■ **Written request**:
State how many lines of the material below contain the string "Outline", matching case exactly, and give only that number.

■ **Data rows**:
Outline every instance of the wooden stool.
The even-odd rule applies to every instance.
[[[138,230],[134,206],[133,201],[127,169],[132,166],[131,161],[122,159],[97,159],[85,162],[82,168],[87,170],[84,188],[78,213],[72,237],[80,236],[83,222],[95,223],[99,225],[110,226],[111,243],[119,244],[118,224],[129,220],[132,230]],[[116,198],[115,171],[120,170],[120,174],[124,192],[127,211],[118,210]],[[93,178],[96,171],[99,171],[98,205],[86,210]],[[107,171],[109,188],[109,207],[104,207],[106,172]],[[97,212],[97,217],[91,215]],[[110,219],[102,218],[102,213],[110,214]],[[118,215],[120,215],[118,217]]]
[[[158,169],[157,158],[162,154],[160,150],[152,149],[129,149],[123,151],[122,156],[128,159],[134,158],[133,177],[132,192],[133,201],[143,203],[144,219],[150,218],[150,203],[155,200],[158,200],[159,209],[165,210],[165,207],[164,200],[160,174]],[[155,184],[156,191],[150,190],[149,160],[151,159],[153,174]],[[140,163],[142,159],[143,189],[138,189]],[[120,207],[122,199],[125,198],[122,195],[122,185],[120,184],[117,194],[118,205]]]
* * *
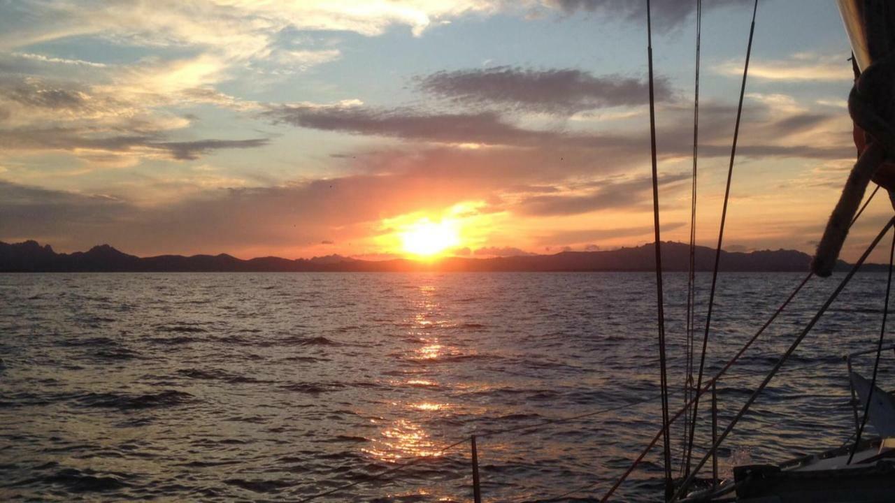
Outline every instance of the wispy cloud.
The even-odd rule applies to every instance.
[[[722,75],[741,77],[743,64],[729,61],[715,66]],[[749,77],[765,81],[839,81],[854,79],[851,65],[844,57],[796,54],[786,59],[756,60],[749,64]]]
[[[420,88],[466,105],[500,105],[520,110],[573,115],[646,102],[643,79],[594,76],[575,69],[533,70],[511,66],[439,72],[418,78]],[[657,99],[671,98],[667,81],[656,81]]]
...
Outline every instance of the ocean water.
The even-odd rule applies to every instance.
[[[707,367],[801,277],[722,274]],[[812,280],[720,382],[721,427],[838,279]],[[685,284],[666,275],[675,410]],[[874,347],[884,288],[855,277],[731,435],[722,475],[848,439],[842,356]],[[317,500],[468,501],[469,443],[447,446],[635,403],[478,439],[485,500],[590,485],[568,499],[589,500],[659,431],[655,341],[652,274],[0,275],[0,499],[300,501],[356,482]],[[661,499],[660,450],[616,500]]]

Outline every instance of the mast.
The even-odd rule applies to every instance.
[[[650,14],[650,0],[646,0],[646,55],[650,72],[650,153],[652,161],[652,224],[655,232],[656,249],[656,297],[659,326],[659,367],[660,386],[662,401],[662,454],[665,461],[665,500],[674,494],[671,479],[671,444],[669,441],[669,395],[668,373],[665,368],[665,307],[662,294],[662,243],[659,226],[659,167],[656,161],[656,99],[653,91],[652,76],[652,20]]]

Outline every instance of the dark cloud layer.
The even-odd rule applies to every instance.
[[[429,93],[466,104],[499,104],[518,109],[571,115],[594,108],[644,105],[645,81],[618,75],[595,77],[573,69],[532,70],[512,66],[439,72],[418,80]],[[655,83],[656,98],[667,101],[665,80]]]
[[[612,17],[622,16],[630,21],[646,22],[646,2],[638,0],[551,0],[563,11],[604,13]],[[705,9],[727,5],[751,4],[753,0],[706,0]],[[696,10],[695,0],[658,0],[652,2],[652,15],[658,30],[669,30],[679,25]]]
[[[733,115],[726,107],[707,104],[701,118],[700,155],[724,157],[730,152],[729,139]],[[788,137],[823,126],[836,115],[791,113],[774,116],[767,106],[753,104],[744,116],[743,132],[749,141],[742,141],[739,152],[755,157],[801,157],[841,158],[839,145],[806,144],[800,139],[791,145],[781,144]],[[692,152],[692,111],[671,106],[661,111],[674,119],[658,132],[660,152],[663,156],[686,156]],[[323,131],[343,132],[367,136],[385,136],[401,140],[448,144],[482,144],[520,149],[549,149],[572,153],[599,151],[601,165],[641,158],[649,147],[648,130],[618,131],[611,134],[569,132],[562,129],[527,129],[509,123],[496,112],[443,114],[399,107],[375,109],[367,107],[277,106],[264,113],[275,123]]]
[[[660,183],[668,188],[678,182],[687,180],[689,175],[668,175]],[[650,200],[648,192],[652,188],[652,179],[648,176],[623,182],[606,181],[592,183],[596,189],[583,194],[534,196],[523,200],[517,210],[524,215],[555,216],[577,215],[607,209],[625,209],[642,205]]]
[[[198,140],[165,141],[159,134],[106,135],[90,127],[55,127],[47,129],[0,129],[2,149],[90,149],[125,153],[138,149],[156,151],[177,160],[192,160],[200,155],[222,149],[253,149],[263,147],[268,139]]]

■ **Written solution**:
5